Text segment:
The Pasha and the Gypsy — Part VI [conclusion]

Originally posted by Gordon206 on 07/11/07

The death of Atatürk, says Zsa Zsa, marked the beginning of the end for her life in Ankara.  Burhan was distraught.  When she tried to express her sympathy, he turned his back and walked away.  Soon she lost another friend when, early in 1939, Sir Percy Loraine left Turkey and became ambassador to Fascist Italy.  For the Loraines, Rome was a far more important posting than Ankara.  Nobody expected the peace to last much longer, and the Foreign Office considered it vital to send someone of Loraine’s experience to deal with Mussolini.

Extracted data:

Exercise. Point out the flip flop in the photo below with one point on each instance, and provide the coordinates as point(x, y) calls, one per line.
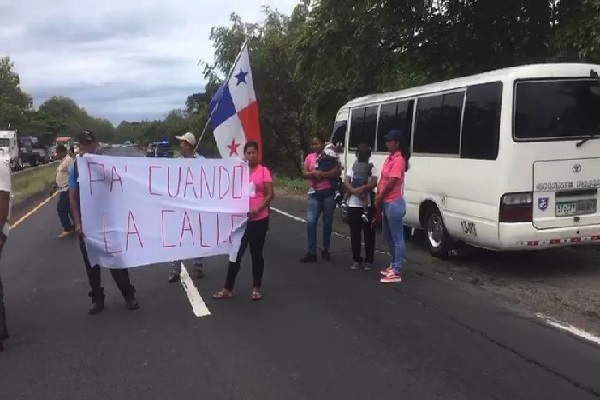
point(222, 294)
point(256, 296)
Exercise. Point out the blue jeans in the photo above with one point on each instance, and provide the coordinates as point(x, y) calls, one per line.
point(393, 231)
point(318, 204)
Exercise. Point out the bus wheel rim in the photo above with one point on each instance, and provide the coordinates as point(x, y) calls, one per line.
point(435, 230)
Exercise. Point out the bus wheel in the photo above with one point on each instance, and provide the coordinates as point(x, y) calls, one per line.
point(438, 240)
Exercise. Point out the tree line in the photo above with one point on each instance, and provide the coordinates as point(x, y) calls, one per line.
point(306, 65)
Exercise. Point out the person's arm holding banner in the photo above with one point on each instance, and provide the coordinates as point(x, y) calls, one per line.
point(73, 200)
point(269, 194)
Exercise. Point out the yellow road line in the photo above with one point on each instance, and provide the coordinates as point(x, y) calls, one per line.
point(30, 213)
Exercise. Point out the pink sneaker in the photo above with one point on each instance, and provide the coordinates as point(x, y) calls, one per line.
point(392, 277)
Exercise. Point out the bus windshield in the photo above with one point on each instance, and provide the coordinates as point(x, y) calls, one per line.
point(556, 109)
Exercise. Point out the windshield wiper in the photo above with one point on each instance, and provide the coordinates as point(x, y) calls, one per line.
point(585, 140)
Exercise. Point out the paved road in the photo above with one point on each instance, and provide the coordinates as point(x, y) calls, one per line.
point(321, 332)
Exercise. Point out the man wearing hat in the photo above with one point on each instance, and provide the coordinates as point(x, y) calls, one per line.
point(187, 145)
point(89, 144)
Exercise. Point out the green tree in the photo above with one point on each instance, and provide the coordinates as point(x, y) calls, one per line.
point(14, 103)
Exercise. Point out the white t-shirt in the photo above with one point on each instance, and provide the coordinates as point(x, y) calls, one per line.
point(354, 200)
point(5, 186)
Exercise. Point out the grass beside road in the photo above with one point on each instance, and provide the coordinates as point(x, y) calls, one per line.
point(32, 180)
point(290, 186)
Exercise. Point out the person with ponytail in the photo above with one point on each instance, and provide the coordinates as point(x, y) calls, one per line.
point(261, 195)
point(390, 202)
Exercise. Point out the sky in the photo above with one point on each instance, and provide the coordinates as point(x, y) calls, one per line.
point(119, 59)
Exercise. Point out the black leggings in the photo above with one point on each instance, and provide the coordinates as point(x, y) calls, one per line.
point(254, 236)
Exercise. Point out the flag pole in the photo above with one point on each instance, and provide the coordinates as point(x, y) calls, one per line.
point(226, 81)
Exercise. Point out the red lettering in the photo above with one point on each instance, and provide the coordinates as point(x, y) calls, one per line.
point(169, 182)
point(135, 231)
point(162, 227)
point(90, 174)
point(221, 194)
point(187, 228)
point(202, 232)
point(240, 181)
point(189, 174)
point(114, 174)
point(211, 190)
point(150, 180)
point(218, 231)
point(104, 231)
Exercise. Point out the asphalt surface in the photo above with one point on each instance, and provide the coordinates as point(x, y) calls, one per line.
point(321, 332)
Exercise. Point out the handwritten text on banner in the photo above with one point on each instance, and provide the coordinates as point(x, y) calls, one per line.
point(138, 211)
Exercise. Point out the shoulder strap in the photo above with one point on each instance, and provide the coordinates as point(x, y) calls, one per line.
point(76, 170)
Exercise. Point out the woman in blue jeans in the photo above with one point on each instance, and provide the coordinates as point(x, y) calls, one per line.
point(390, 202)
point(321, 199)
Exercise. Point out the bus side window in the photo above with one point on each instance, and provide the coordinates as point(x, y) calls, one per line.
point(481, 123)
point(338, 137)
point(362, 127)
point(356, 127)
point(437, 130)
point(394, 116)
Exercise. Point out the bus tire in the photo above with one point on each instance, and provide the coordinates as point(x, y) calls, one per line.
point(437, 238)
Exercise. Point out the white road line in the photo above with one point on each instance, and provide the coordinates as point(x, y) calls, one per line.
point(198, 306)
point(548, 320)
point(569, 328)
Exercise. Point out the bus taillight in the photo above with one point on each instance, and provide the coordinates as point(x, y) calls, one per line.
point(516, 207)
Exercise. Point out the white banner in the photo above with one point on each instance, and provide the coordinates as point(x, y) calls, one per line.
point(138, 211)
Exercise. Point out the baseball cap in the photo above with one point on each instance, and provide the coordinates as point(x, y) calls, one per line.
point(187, 137)
point(394, 135)
point(87, 137)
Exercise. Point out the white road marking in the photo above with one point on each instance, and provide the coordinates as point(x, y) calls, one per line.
point(199, 308)
point(569, 328)
point(549, 320)
point(30, 213)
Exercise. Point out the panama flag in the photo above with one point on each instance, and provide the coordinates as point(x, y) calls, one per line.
point(234, 110)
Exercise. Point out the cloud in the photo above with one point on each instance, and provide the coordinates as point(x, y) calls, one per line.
point(118, 59)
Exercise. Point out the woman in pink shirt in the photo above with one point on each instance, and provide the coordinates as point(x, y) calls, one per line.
point(390, 201)
point(261, 195)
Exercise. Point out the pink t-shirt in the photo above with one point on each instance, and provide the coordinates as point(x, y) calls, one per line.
point(321, 184)
point(258, 177)
point(393, 167)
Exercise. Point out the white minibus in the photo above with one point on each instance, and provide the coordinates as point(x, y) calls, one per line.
point(503, 160)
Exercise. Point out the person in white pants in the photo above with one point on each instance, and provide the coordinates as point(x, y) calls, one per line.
point(5, 188)
point(187, 145)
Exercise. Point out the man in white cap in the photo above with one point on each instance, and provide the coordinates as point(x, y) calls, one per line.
point(187, 145)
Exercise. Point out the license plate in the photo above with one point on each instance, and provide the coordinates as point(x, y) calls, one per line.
point(580, 207)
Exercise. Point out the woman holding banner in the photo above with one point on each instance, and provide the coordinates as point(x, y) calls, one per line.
point(261, 195)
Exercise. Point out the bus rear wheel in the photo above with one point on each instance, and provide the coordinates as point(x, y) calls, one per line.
point(438, 240)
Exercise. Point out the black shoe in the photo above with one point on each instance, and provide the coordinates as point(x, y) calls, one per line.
point(174, 276)
point(96, 307)
point(131, 303)
point(309, 258)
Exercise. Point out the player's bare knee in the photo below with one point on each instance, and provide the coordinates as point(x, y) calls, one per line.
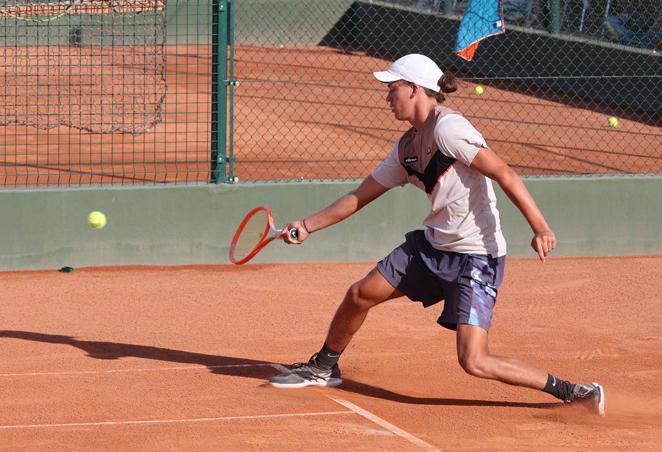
point(474, 365)
point(357, 299)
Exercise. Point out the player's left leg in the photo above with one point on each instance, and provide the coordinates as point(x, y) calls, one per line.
point(475, 358)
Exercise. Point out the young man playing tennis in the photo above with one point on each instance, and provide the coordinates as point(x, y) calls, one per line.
point(458, 258)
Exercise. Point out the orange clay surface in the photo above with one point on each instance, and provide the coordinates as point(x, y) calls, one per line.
point(177, 358)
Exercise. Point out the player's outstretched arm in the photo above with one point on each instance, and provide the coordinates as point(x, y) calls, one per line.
point(492, 166)
point(343, 207)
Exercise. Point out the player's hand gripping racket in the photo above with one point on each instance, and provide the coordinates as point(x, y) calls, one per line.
point(256, 231)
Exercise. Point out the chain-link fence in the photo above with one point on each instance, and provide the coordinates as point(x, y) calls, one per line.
point(143, 92)
point(104, 92)
point(309, 108)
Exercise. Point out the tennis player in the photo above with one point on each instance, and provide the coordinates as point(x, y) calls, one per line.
point(459, 257)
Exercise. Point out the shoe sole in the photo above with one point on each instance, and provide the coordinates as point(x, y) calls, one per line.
point(600, 405)
point(331, 382)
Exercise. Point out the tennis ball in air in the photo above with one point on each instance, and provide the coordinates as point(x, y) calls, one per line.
point(96, 220)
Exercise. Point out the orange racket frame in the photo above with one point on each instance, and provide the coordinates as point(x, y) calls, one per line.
point(269, 233)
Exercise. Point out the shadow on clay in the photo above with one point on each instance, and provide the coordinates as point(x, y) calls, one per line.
point(242, 367)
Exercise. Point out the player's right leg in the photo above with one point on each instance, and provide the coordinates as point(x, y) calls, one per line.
point(322, 368)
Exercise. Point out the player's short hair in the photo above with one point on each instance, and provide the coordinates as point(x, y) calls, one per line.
point(447, 84)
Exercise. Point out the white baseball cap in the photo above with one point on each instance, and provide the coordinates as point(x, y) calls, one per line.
point(414, 68)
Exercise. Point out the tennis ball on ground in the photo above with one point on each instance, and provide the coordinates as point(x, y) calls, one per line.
point(96, 220)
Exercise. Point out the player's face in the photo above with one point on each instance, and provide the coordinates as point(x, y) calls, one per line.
point(400, 99)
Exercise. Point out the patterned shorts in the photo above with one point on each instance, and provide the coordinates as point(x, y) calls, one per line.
point(468, 283)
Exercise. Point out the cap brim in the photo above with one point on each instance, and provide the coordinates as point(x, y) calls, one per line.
point(386, 76)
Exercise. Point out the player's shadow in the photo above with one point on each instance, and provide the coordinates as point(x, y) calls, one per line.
point(381, 393)
point(226, 365)
point(241, 367)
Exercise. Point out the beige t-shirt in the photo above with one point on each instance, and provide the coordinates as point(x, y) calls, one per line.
point(463, 216)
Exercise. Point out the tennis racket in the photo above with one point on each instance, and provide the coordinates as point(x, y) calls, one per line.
point(256, 231)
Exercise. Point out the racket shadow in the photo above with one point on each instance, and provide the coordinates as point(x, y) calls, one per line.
point(218, 364)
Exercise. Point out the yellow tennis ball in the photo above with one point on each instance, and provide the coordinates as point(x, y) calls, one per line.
point(96, 220)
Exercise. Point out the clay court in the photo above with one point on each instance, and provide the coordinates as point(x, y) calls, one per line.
point(164, 358)
point(178, 358)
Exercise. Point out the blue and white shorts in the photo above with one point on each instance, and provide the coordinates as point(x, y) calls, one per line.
point(468, 283)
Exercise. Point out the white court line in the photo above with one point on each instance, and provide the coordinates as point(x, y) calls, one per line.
point(170, 421)
point(148, 369)
point(387, 425)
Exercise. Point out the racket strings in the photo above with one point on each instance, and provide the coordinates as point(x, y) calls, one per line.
point(251, 235)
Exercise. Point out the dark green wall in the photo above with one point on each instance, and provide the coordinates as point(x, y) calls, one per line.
point(44, 229)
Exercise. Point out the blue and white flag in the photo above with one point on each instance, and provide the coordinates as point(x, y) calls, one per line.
point(483, 18)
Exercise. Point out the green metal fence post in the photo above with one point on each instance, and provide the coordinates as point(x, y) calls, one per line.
point(232, 84)
point(219, 91)
point(556, 16)
point(448, 7)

Short exercise 1: Please rewrite the part of the Ankara text that opens with the words containing "Originally posted by" and closes with "deal with Mussolini.", putting "heartbroken" in place of "distraught".
Short exercise 2: In the Ankara text, what post did Sir Percy Loraine take after leaving Turkey early in 1939?
Short exercise 3: Continue the Ankara text from its last sentence onward.

Exercise output 1:
Originally posted by Gordon206 on 07/11/07

The death of Atatürk, says Zsa Zsa, marked the beginning of the end for her life in Ankara.  Burhan was heartbroken.  When she tried to express her sympathy, he turned his back and walked away.  Soon she lost another friend when, early in 1939, Sir Percy Loraine left Turkey and became ambassador to Fascist Italy.  For the Loraines, Rome was a far more important posting than Ankara.  Nobody expected the peace to last much longer, and the Foreign Office considered it vital to send someone of Loraine’s experience to deal with Mussolini.

Exercise output 2: He became ambassador to Fascist Italy.

Exercise output 3:
For Zsa Zsa then, as so many times after, nothing became her marriage like the leaving of it.  The “union,” of course, had never existed.  She had stumbled upon a kindly but boring diplomat, she had teased him, and he had succumbed.  Now she was older.  As war enveloped Europe, Zsa Zsa realized once again that her life had to change.  And yet, it couldn’t happen overnight.  In coming decades Zsa Zsa would master the Art of the Lightning Divorce.  The first time, however, was harder.

Even in the aftermath of Atatürk’s death, the round of diplomatic and equestrian life went on.  Six months later, in May 1939, Zsa Zsa and Burhan traveled to London with a group of Turkish journalists, whose visit had been sponsored by the British Council.  Once again the world of glamour and celebrity opened to Zsa Zsa.  She had brought along her best Parisian clothes, and adorned with these she began to catch the eye of photographers.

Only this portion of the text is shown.